GIVEN INSTRUCTION –
Render every line of the rows below as a Markdown table with the columns "No." and "Text": number each line and skip blank lines. Leave the pictures out of your answer.

** start **

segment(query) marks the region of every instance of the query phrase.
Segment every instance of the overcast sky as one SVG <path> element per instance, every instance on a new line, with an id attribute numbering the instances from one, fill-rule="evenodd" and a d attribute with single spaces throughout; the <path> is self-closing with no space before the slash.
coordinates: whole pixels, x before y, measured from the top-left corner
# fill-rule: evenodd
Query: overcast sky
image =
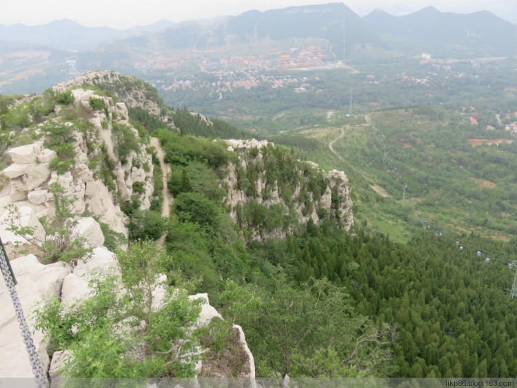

** end **

TASK SOLUTION –
| No. | Text |
|---|---|
| 1 | segment(query) marks the region of every instance of the query phrase. |
| 2 | Segment every instance of the overcast sky as one SVG <path> element per instance, every instance on a new line, with an id attribute numbering the instances from one, fill-rule="evenodd" and a d attribute with single spaces throughout; the <path> is self-closing with no space before the slash. |
| 3 | coordinates: whole pixels, x before y, measured from the top-left corner |
| 4 | # fill-rule: evenodd |
| 5 | Query: overcast sky |
| 6 | image = |